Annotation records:
::::::::

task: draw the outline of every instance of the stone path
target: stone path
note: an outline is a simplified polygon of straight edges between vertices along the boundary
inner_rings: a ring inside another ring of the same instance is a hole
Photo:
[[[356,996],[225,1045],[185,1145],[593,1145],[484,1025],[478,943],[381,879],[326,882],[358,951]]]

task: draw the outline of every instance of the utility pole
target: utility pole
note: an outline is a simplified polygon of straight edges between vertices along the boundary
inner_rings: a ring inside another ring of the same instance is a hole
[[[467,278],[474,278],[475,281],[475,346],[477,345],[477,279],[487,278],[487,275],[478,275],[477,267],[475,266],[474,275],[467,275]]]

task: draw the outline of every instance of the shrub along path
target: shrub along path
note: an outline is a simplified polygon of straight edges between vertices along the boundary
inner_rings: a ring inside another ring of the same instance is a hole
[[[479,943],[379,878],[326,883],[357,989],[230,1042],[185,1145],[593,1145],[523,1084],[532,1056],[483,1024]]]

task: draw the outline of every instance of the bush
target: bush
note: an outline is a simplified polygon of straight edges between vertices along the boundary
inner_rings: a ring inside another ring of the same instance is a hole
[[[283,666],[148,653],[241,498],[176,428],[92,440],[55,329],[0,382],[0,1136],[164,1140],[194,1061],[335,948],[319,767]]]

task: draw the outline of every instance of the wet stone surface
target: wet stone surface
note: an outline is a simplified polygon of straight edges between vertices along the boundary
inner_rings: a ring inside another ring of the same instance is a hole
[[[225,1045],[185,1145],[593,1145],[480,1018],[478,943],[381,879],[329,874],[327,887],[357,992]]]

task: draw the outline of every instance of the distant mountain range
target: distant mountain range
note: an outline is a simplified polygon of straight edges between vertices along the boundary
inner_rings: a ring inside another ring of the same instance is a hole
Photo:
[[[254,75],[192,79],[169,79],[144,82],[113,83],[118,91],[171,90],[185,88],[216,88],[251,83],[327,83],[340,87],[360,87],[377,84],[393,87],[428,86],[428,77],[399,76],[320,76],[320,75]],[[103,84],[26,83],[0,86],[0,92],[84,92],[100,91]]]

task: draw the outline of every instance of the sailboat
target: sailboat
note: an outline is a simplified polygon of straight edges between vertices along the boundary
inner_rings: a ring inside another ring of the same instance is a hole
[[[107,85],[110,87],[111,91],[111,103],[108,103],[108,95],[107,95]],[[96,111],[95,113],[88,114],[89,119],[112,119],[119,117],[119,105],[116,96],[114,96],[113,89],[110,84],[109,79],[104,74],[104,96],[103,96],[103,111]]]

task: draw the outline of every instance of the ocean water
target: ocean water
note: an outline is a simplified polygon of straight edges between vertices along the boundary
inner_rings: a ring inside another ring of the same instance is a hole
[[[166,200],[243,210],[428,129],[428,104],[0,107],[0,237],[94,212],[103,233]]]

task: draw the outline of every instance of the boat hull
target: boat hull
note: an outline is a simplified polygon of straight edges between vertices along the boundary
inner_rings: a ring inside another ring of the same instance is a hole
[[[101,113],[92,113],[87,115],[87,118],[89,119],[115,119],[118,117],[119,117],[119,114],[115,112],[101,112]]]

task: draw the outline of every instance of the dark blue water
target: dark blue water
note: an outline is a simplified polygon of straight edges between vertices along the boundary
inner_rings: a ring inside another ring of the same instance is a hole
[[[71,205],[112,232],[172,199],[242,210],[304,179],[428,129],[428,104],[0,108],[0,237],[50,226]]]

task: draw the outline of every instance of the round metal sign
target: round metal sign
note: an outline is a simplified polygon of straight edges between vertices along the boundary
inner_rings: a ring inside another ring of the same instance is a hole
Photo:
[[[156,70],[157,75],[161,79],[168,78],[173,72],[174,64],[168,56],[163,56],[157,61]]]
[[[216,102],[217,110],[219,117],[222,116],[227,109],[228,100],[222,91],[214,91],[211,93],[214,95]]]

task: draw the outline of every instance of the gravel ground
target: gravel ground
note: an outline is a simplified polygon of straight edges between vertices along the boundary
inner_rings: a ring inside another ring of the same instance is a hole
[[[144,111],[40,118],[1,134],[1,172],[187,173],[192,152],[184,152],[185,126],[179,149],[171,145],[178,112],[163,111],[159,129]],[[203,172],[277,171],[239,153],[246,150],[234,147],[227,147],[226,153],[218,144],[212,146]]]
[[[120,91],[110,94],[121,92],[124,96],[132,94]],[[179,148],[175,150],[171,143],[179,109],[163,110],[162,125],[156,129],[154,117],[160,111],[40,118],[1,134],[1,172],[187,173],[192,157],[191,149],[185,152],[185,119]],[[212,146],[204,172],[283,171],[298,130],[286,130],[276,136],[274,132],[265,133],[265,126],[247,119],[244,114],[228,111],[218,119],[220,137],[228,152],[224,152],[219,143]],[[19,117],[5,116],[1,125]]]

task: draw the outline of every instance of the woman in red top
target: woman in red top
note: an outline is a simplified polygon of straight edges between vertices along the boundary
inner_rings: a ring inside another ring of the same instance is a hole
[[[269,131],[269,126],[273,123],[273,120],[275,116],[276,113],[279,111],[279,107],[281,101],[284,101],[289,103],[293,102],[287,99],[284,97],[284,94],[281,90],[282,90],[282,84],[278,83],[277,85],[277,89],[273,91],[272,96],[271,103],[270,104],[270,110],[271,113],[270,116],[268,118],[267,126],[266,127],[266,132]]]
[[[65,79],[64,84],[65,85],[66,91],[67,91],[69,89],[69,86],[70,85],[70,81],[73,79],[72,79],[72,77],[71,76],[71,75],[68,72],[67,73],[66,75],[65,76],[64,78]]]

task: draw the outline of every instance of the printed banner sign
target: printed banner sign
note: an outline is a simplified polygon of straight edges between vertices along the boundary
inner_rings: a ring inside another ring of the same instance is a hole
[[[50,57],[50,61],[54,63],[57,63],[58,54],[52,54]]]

::::::::

▸ Task directions:
Copy exactly the lines above, from the one containing "task: draw the outline of every instance of the woman" through the very last line.

▸ Final result:
task: draw the outline of every instance of the woman in red top
target: woman in red top
note: an outline is a simplified polygon of straight edges between vertices along the boundary
inner_rings: a ring inside another ring of the same instance is a hole
[[[269,131],[269,126],[273,123],[273,120],[275,116],[276,113],[279,111],[279,107],[281,101],[284,101],[289,103],[293,102],[287,99],[284,97],[284,94],[281,90],[282,90],[282,84],[278,83],[277,85],[277,89],[273,91],[272,96],[271,103],[270,104],[270,110],[271,113],[270,116],[268,118],[267,126],[266,127],[266,132]]]
[[[65,79],[64,84],[65,85],[66,91],[67,91],[69,89],[69,86],[70,85],[70,81],[73,79],[72,79],[72,77],[71,76],[71,75],[68,72],[67,73],[66,75],[65,76],[64,78]]]

task: draw the outline of every instance of the printed banner sign
target: printed banner sign
note: an outline is a simplified polygon of straight edges between vertices along the boundary
inner_rings: a ring inside another ring of the same instance is a hole
[[[50,57],[50,61],[54,63],[57,63],[58,54],[52,54]]]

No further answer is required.